• Set task 1
Reproduce the entries as a numbered list, skipping blank lines, starting with the line containing "target | brown flower stem" and continuing through the final line of the entries.

Wusthof is a great brand. They're probably one of the more popular brands out there for a reason. I've used a few different types of Wusthof (although the only one that I can remember the name of is "Grand Prix 2"). They're solid, hold an edge very well, and they're a bit heavier. I don't prefer them myself, but I have smaller hands than most of the guys I worked with who used Wusthofs, so I think that'll be something you could decide if you can get into a knife store. The other good thing is that I believe all Wusthof knives come with a lifetime warranty, so if something happens to them you can get a new knife.

I wasn't a big fan of Cutco knives, they just felt weird to me.

Shuns are ok. I think I only used a pairing knife and a 8'' Chef knife when I was travelling to different kitchens. It seemed like I had to run them over steel a bit more than I probably should've though. They might be okay for home kitchens though where you're not using them all the time.

• Data shown
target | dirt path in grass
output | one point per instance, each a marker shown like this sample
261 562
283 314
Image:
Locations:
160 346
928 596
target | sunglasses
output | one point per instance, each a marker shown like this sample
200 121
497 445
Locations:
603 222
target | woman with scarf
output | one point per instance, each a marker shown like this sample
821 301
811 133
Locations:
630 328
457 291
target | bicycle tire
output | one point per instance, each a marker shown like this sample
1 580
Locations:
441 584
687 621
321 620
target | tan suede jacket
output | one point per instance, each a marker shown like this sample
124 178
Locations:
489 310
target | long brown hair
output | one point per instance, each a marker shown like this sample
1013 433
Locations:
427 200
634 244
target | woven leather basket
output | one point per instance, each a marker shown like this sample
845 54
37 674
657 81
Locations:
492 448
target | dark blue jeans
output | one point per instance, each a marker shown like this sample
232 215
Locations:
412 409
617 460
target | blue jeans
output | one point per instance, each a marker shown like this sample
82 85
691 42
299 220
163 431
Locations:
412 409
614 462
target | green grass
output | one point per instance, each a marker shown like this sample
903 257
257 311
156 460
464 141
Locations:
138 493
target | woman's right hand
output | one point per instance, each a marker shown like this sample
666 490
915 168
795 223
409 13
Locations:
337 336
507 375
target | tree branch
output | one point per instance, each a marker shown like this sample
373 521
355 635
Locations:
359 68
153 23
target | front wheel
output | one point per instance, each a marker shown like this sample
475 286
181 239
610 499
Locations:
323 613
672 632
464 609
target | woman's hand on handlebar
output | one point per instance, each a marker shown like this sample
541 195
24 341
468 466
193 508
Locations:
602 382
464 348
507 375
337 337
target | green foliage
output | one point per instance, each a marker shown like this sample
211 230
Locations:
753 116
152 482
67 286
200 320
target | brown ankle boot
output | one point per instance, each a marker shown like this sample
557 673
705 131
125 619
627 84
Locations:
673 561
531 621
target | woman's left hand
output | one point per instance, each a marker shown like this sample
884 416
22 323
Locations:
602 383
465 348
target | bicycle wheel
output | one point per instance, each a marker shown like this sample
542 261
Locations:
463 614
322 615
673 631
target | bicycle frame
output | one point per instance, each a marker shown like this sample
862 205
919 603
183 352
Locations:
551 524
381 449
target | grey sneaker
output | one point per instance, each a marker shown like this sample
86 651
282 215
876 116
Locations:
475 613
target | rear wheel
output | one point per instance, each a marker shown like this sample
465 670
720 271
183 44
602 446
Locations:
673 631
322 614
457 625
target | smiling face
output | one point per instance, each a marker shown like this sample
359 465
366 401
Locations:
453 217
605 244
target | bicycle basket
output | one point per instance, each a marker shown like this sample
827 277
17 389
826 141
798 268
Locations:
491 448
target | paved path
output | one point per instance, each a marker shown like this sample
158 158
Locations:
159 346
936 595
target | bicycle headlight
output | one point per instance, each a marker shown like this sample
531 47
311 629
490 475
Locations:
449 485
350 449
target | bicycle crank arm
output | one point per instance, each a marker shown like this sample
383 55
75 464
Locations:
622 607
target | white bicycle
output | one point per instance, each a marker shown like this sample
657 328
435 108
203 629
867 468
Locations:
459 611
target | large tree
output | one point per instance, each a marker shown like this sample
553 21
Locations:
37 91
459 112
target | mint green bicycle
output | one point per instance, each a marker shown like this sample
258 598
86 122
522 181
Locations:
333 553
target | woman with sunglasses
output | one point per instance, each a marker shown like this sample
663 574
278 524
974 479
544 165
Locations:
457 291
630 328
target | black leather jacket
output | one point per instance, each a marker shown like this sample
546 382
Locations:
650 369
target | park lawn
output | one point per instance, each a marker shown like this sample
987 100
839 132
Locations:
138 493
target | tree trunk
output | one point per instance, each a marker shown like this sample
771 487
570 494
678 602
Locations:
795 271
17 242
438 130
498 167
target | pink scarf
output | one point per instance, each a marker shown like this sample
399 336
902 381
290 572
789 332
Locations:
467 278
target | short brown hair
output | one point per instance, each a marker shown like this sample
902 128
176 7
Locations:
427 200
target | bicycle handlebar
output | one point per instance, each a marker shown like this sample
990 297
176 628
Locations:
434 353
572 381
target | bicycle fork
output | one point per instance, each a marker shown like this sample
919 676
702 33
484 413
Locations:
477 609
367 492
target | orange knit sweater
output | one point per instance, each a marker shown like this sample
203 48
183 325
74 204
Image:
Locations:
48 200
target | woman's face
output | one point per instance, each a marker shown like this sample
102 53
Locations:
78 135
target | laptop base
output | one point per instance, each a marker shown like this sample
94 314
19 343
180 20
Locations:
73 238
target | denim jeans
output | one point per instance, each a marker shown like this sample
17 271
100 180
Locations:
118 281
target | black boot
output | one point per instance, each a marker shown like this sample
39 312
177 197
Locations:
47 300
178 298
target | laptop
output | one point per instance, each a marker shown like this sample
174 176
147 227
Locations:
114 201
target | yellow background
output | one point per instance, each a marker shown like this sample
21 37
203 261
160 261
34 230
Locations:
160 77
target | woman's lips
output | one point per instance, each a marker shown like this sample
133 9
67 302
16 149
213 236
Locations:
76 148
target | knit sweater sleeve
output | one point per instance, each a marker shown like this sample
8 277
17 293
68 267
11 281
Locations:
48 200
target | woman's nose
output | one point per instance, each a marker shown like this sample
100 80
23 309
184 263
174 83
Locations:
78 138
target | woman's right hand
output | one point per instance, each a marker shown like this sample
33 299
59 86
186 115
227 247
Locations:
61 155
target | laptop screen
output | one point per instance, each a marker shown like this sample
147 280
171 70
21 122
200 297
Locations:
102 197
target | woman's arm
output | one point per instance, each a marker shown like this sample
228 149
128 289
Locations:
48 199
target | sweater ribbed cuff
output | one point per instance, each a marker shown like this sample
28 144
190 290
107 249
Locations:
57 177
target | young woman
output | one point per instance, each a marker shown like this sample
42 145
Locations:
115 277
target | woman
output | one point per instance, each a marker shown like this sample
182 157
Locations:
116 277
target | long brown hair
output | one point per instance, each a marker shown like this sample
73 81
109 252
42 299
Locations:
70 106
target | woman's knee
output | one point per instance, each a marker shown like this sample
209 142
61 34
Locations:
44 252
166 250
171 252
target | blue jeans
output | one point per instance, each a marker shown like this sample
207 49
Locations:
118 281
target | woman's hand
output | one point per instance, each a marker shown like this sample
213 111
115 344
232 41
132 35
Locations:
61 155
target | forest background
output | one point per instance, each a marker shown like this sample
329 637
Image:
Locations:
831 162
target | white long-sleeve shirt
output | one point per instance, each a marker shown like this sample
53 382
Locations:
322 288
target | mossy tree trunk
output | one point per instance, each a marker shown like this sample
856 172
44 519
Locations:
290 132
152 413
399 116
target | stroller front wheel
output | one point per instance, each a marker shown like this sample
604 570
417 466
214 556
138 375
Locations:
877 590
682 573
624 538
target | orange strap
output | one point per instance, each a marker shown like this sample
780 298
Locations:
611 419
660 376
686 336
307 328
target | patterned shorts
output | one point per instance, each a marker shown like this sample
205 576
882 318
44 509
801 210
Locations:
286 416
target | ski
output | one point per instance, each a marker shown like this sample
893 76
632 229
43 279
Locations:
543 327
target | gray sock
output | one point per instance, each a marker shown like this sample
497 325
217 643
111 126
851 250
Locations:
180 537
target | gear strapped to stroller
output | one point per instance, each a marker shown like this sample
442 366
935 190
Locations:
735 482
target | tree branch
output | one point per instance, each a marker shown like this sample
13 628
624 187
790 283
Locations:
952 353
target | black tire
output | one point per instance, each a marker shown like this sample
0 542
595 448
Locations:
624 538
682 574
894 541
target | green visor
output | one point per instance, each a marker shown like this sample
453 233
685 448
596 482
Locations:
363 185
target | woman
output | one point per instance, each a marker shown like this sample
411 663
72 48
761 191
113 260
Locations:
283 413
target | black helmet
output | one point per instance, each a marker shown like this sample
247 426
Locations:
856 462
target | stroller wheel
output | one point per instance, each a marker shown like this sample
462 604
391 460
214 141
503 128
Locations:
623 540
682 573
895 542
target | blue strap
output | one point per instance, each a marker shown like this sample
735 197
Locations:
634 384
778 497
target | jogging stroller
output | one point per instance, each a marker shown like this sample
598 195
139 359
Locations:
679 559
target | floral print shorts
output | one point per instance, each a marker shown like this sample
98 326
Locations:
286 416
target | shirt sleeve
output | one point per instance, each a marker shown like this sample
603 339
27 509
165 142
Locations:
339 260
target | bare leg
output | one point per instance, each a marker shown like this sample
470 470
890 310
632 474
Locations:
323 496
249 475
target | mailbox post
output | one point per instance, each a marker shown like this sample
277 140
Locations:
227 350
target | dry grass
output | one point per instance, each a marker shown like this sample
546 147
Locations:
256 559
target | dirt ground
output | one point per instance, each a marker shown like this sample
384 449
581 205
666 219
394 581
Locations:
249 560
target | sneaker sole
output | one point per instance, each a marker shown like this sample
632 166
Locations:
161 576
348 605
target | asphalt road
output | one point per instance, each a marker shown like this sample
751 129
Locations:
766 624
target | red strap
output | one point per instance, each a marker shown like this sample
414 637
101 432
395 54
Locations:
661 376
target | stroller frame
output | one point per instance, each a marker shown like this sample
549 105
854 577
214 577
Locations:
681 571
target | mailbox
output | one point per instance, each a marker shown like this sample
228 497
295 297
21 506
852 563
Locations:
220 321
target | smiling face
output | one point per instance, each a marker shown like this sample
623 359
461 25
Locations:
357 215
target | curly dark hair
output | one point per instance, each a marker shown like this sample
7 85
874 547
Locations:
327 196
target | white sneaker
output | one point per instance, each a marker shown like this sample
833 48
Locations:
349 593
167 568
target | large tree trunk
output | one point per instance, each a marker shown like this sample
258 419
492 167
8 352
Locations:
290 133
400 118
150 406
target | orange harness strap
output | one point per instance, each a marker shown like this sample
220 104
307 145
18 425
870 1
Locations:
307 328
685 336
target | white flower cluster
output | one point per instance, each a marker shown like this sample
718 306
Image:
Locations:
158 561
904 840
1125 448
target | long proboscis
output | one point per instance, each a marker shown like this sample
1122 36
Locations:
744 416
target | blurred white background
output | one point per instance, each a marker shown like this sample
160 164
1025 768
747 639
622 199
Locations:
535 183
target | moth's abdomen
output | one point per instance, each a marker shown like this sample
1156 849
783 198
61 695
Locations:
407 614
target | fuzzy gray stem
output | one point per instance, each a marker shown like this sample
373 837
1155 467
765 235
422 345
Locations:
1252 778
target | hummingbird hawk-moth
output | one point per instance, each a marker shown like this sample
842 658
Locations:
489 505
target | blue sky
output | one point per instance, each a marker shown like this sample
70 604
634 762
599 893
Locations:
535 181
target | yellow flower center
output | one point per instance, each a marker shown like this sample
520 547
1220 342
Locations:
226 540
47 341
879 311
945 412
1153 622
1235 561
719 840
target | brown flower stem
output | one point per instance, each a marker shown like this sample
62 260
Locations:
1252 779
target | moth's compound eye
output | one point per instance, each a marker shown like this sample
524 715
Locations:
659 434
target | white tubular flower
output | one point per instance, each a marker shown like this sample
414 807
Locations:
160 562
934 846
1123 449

• Set task 2
In the knife text, what kind of warranty does the writer believe all Wusthof knives come with?

• Correct result 1
1. target | brown flower stem
2. output | one point per instance, each a marker shown like this sample
3. 62 260
4. Locations:
5. 1252 779
6. target | moth's compound eye
7. output | one point per instance, each a marker shown like this sample
8. 524 715
9. Locations:
10. 659 434
11. target | white tubular flower
12. output | one point per instance, each a marker shown like this sample
13. 414 807
14. Locations:
15. 160 562
16. 934 846
17. 1123 449

• Correct result 2
A lifetime warranty.